Task inputs -
####################

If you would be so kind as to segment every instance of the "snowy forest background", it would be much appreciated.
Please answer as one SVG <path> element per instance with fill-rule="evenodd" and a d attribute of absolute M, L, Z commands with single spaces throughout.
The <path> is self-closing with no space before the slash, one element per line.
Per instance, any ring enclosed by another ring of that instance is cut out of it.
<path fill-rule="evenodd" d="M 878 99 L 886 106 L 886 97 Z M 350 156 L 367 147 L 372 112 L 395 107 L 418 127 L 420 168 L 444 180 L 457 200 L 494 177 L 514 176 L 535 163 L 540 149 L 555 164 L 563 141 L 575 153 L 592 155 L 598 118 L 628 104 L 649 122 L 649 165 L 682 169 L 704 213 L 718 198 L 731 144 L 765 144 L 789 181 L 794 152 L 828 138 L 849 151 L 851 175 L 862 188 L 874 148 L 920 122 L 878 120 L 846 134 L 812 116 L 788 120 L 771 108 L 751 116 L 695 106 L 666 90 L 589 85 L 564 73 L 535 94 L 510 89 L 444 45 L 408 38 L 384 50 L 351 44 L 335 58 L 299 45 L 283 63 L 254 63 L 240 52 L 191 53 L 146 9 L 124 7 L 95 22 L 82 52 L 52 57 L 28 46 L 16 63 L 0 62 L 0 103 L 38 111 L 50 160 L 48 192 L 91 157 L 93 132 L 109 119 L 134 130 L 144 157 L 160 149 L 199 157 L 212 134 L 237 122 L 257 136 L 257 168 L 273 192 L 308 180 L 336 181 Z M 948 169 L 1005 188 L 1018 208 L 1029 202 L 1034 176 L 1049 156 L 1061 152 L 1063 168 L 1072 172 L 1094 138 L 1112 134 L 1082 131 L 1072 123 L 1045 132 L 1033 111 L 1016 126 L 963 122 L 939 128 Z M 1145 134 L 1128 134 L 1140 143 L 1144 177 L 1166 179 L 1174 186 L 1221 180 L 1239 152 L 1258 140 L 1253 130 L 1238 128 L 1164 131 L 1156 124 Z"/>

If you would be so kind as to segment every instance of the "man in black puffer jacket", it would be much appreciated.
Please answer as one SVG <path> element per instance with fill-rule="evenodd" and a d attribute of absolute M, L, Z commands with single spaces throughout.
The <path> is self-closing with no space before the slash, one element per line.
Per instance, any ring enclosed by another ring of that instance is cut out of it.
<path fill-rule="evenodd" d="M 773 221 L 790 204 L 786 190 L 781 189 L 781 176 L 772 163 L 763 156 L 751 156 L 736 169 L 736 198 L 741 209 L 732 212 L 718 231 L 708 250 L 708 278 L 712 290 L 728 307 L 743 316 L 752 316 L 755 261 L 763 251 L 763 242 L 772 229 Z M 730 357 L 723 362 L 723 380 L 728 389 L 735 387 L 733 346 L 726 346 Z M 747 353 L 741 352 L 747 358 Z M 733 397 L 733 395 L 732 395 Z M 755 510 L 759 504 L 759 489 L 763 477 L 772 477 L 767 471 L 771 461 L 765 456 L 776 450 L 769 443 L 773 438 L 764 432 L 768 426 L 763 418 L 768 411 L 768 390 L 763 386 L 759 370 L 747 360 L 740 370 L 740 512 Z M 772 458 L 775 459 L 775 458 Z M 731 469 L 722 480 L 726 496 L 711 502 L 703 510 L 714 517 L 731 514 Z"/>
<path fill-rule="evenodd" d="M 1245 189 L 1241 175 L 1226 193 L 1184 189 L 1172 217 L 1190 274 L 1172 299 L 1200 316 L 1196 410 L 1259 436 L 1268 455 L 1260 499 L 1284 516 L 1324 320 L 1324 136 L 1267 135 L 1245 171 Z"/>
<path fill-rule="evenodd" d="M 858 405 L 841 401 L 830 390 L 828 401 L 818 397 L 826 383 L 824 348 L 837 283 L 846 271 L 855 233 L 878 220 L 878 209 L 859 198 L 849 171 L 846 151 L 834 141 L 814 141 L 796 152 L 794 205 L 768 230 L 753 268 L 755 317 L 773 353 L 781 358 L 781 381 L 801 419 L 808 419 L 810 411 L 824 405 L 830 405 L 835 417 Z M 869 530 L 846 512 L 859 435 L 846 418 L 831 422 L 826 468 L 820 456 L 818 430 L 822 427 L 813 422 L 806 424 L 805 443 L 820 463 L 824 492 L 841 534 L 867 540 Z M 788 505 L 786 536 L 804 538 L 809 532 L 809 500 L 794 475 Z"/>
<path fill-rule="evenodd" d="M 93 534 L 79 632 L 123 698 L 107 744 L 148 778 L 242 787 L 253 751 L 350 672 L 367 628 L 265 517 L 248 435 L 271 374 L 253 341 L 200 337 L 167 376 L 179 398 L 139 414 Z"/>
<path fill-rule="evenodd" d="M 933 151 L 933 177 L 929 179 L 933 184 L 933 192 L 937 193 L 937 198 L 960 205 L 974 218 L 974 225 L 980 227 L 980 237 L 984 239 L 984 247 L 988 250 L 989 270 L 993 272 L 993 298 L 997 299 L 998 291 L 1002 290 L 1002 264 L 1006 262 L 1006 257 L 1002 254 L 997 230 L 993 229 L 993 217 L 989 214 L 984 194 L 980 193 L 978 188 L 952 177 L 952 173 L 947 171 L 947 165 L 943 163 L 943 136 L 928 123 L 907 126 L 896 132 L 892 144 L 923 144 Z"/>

####################

How many lines in the entries above contain the word "every"? Give only the number.

2